**INSTRUCTION**: Will you copy the material below word for word, from its start through the line containing "pixel 204 79", inclusive, leaving the pictures out?

※

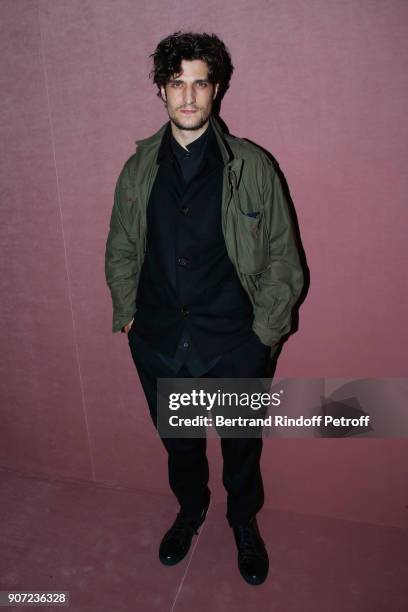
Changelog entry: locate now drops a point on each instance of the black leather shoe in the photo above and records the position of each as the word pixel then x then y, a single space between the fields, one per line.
pixel 253 562
pixel 176 541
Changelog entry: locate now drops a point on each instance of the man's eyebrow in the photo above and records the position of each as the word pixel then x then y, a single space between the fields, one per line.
pixel 204 79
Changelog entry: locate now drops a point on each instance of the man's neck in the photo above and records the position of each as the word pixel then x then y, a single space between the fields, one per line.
pixel 186 137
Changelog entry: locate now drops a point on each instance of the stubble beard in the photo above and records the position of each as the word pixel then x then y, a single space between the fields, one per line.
pixel 201 120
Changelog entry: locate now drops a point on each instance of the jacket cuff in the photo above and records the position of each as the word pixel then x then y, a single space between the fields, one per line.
pixel 120 320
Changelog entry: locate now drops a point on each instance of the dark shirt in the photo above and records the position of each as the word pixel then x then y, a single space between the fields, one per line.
pixel 188 287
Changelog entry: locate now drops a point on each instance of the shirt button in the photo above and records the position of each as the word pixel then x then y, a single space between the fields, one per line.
pixel 182 261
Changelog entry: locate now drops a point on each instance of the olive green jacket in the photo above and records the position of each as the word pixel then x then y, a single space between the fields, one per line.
pixel 256 225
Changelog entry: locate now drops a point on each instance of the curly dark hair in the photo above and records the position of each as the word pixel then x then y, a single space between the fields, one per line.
pixel 180 46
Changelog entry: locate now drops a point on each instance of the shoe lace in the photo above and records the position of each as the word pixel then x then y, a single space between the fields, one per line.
pixel 247 542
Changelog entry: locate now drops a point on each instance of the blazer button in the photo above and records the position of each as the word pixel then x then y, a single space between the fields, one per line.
pixel 182 261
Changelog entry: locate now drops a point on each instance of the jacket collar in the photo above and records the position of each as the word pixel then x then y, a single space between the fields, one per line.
pixel 153 142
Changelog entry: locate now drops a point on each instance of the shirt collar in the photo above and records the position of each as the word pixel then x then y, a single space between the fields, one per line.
pixel 169 146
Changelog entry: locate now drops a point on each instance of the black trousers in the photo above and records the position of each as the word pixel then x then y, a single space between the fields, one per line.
pixel 188 471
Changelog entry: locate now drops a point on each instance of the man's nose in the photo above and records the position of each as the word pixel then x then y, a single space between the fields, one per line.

※

**TASK OUTPUT**:
Changelog entry: locate now drops a point on each instance of the black leather shoe in the photo above and records the position of each as the word pixel then x then y, a single space between the fields, one per line.
pixel 253 562
pixel 176 541
Changelog entry: locate now drops a point on each instance of the man's eyebrow in the photo above and records the position of each as the word pixel then x then y, a single space between the fields, one per line.
pixel 204 79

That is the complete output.